**What is expected:**
Convert everything from the start of the data down to the line containing "box: [276, 24, 307, 55]" into a numbered list, one item per line, with blank lines skipped and the picture left out.

**Exercise data:**
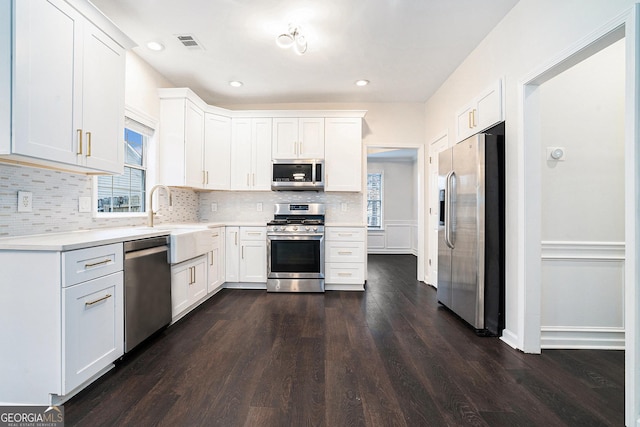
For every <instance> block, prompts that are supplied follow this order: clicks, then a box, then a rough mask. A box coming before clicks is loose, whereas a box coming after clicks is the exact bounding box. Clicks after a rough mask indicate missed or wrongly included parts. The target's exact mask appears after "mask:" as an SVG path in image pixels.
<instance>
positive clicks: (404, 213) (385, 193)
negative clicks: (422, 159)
mask: <svg viewBox="0 0 640 427" xmlns="http://www.w3.org/2000/svg"><path fill="white" fill-rule="evenodd" d="M416 169H417V162H416V159H413V158H406V159H376V158H373V157H369V158H368V160H367V172H368V173H382V174H383V208H382V210H383V224H382V229H381V230H369V231H368V238H367V249H368V252H369V253H387V254H389V253H402V254H416V252H417V246H416V245H417V239H416V236H414V234H415V233H416V229H417V220H418V215H417V209H418V206H417V194H416V191H417V182H416V177H417V171H416Z"/></svg>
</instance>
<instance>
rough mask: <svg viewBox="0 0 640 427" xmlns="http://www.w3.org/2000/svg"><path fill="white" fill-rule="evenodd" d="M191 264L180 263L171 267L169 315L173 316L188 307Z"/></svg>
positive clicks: (177, 313) (175, 314)
mask: <svg viewBox="0 0 640 427" xmlns="http://www.w3.org/2000/svg"><path fill="white" fill-rule="evenodd" d="M191 274H192V273H191V266H190V265H188V264H186V263H182V264H178V265H176V266H172V267H171V317H173V318H175V317H176V316H177V315H179V314H180V313H182V312H183V311H184V310H186V309H187V307H189V282H190V281H191Z"/></svg>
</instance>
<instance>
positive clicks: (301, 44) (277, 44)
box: [276, 24, 307, 55]
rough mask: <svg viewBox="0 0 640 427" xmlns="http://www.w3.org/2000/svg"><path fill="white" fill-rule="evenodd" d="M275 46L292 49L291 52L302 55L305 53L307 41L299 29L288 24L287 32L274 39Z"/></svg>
mask: <svg viewBox="0 0 640 427" xmlns="http://www.w3.org/2000/svg"><path fill="white" fill-rule="evenodd" d="M276 44H277V45H278V46H280V47H281V48H283V49H288V48H290V47H293V51H294V52H295V53H297V54H298V55H302V54H304V53H305V52H306V51H307V39H306V37H305V36H304V34H302V32H301V30H300V27H299V26H297V25H293V24H289V32H288V33H282V34H280V35H279V36H278V37H276Z"/></svg>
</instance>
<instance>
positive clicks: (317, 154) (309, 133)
mask: <svg viewBox="0 0 640 427" xmlns="http://www.w3.org/2000/svg"><path fill="white" fill-rule="evenodd" d="M272 144H273V145H272V146H273V154H272V157H273V158H274V159H278V160H283V159H324V118H289V117H278V118H274V119H273V140H272Z"/></svg>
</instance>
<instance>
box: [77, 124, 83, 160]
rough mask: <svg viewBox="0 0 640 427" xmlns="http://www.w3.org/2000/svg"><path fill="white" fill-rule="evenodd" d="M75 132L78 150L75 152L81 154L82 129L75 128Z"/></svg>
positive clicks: (81, 147)
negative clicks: (77, 135) (76, 128)
mask: <svg viewBox="0 0 640 427" xmlns="http://www.w3.org/2000/svg"><path fill="white" fill-rule="evenodd" d="M76 132H78V152H77V153H76V154H78V156H82V129H77V130H76Z"/></svg>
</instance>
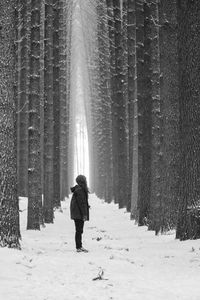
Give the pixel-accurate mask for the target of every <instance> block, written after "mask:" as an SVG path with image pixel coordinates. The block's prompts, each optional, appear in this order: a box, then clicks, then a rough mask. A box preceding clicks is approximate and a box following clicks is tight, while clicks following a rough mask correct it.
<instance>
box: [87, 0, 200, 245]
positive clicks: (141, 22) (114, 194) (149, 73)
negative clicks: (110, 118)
mask: <svg viewBox="0 0 200 300" xmlns="http://www.w3.org/2000/svg"><path fill="white" fill-rule="evenodd" d="M199 8H200V3H199V1H189V0H184V1H175V0H174V1H168V0H160V1H158V0H124V1H120V0H115V1H114V0H113V1H112V0H107V1H106V0H100V1H97V3H96V13H97V16H98V17H97V19H98V27H97V36H98V46H97V48H98V51H99V70H98V72H99V78H100V80H99V83H98V89H99V95H100V96H99V97H100V98H101V101H99V97H96V100H95V104H93V106H95V111H96V112H97V114H98V119H97V118H96V119H95V115H93V117H94V123H96V122H98V126H97V128H98V129H97V132H96V134H95V135H93V136H92V137H91V138H92V140H93V143H94V144H95V145H96V144H97V145H98V144H99V146H98V147H96V150H95V151H97V153H96V159H97V162H96V165H97V166H101V168H99V167H98V169H99V172H98V173H97V172H96V173H95V172H94V173H93V174H92V178H93V189H94V191H95V192H96V193H97V195H98V196H99V197H101V198H104V199H106V201H108V202H110V201H112V200H113V199H114V201H115V202H116V203H118V204H119V207H125V208H127V210H128V211H129V212H130V213H131V218H132V219H135V220H136V221H137V223H138V224H139V225H147V226H148V228H149V230H154V231H155V233H156V234H158V233H159V232H165V231H168V230H170V229H175V228H176V229H177V234H176V236H177V238H179V239H181V240H184V239H191V238H192V239H193V238H194V239H195V238H199V237H200V223H199V222H200V221H199V199H200V189H199V179H200V172H199V157H200V155H199V125H200V118H199V103H200V99H199V89H200V82H199V74H198V69H199V63H198V57H199V54H198V50H197V49H198V47H199V43H200V38H199V37H198V36H199V22H200V18H199V16H198V11H199ZM91 72H93V74H94V71H93V70H91ZM109 115H110V116H111V120H112V121H111V122H109ZM98 120H99V121H98ZM102 134H104V137H106V138H105V139H106V141H107V142H104V140H103V138H102ZM108 137H109V139H111V145H110V143H108ZM110 149H111V150H110ZM110 151H111V155H109V156H107V154H109V153H110ZM108 177H109V184H108V185H107V183H108ZM110 182H111V183H112V187H111V186H110Z"/></svg>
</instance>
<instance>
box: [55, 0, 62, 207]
mask: <svg viewBox="0 0 200 300" xmlns="http://www.w3.org/2000/svg"><path fill="white" fill-rule="evenodd" d="M53 5H54V9H53V111H54V162H53V163H54V165H53V168H54V175H53V176H54V196H53V201H54V203H53V206H54V207H55V208H60V207H61V203H60V64H59V59H60V53H59V51H60V43H59V27H60V26H59V25H60V24H59V18H60V8H59V1H58V0H53Z"/></svg>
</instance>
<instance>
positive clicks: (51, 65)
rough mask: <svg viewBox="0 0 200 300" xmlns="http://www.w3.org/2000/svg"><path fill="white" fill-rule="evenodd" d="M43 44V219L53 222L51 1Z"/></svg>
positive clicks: (45, 17) (47, 0) (45, 27)
mask: <svg viewBox="0 0 200 300" xmlns="http://www.w3.org/2000/svg"><path fill="white" fill-rule="evenodd" d="M44 30H45V32H44V36H45V43H44V203H43V204H44V205H43V210H44V219H45V222H46V223H52V222H53V197H54V177H53V175H54V172H53V171H54V169H53V154H54V115H53V0H46V1H45V29H44Z"/></svg>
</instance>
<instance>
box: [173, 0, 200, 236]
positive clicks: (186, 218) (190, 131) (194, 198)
mask: <svg viewBox="0 0 200 300" xmlns="http://www.w3.org/2000/svg"><path fill="white" fill-rule="evenodd" d="M199 10H200V2H199V1H197V0H194V1H189V0H183V1H178V21H179V26H178V54H179V88H180V90H179V108H180V154H181V157H180V161H181V164H180V206H179V216H178V226H177V234H176V236H177V238H179V239H181V240H186V239H196V238H200V224H199V223H200V222H199V219H200V217H199V207H200V200H199V199H200V184H199V182H200V155H199V151H200V135H199V128H200V101H199V94H200V77H199V68H200V54H199V48H200V18H199Z"/></svg>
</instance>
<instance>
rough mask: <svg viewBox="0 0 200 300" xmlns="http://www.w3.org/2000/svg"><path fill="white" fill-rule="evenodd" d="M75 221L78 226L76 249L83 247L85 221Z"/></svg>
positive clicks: (77, 219)
mask: <svg viewBox="0 0 200 300" xmlns="http://www.w3.org/2000/svg"><path fill="white" fill-rule="evenodd" d="M74 222H75V227H76V233H75V242H76V249H80V248H81V247H82V233H83V226H84V221H83V220H78V219H76V220H74Z"/></svg>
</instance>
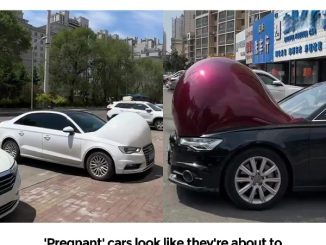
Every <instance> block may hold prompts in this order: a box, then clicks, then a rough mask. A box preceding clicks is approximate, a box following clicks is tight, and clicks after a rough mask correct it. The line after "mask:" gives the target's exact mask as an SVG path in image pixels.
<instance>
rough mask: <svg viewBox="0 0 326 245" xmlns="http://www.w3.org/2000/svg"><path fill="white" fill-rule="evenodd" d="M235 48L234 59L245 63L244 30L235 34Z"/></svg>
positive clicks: (244, 45) (244, 35) (245, 51)
mask: <svg viewBox="0 0 326 245" xmlns="http://www.w3.org/2000/svg"><path fill="white" fill-rule="evenodd" d="M235 42H236V48H235V59H236V60H237V61H239V62H241V63H243V64H245V63H246V30H243V31H242V32H239V33H238V34H237V35H236V36H235Z"/></svg>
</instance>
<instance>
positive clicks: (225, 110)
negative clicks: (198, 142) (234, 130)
mask: <svg viewBox="0 0 326 245" xmlns="http://www.w3.org/2000/svg"><path fill="white" fill-rule="evenodd" d="M172 113H173V118H174V122H175V125H176V130H177V133H178V135H179V136H184V137H198V136H202V135H204V134H210V133H215V132H220V131H225V130H231V129H235V128H245V127H257V126H264V125H269V124H287V123H293V122H295V121H296V119H294V118H293V117H292V116H290V115H288V114H286V113H285V112H284V111H282V109H281V108H280V107H279V105H278V104H277V103H276V101H275V100H274V99H273V98H272V96H271V95H270V93H269V92H267V91H266V88H265V86H263V85H262V83H261V82H260V81H259V80H258V78H257V76H256V75H255V74H254V73H253V72H252V71H251V70H250V69H249V68H248V67H246V66H245V65H242V64H240V63H239V62H236V61H234V60H231V59H227V58H208V59H205V60H202V61H199V62H197V63H195V64H194V65H192V66H191V67H190V68H189V69H188V70H187V71H186V73H185V74H184V76H182V77H181V78H180V80H179V82H178V84H177V86H176V89H175V91H174V95H173V102H172Z"/></svg>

**Expected output:**
1. For every <instance> block, prompts that are supplied follow this order: clicks, then a box, then a rough mask. A box coming before clicks is loose, whereas a box coming after clicks is the exact bounding box. Clicks after a rough mask indicate missed or wrongly included parts. The target's exact mask appears after "mask:" as an SVG path in image pixels.
2. <instance>
3. positive clicks: (404, 213) (385, 193)
4. negative clicks: (422, 159)
5. mask: <svg viewBox="0 0 640 427" xmlns="http://www.w3.org/2000/svg"><path fill="white" fill-rule="evenodd" d="M416 169H417V162H416V159H413V158H406V159H376V158H373V157H369V158H368V160H367V172H368V173H382V174H383V208H382V210H383V224H382V229H381V230H369V231H368V238H367V249H368V252H369V253H387V254H389V253H402V254H416V252H417V246H416V245H417V239H416V236H414V234H415V233H416V229H417V220H418V215H417V209H418V206H417V194H416V191H417V182H416V177H417V171H416Z"/></svg>
6. </instance>
7. <instance>
8. rough mask: <svg viewBox="0 0 640 427" xmlns="http://www.w3.org/2000/svg"><path fill="white" fill-rule="evenodd" d="M191 264L180 263L171 267L169 315L173 316L188 307Z"/></svg>
9. positive clicks: (177, 313) (175, 314)
10. mask: <svg viewBox="0 0 640 427" xmlns="http://www.w3.org/2000/svg"><path fill="white" fill-rule="evenodd" d="M191 274H192V273H191V266H190V265H188V264H186V263H182V264H178V265H176V266H172V267H171V317H173V318H175V317H176V316H177V315H179V314H180V313H182V312H183V311H184V310H186V309H187V307H189V282H190V281H191Z"/></svg>
11. </instance>
12. <instance>
13. positive clicks: (301, 44) (277, 44)
14. box: [276, 24, 307, 55]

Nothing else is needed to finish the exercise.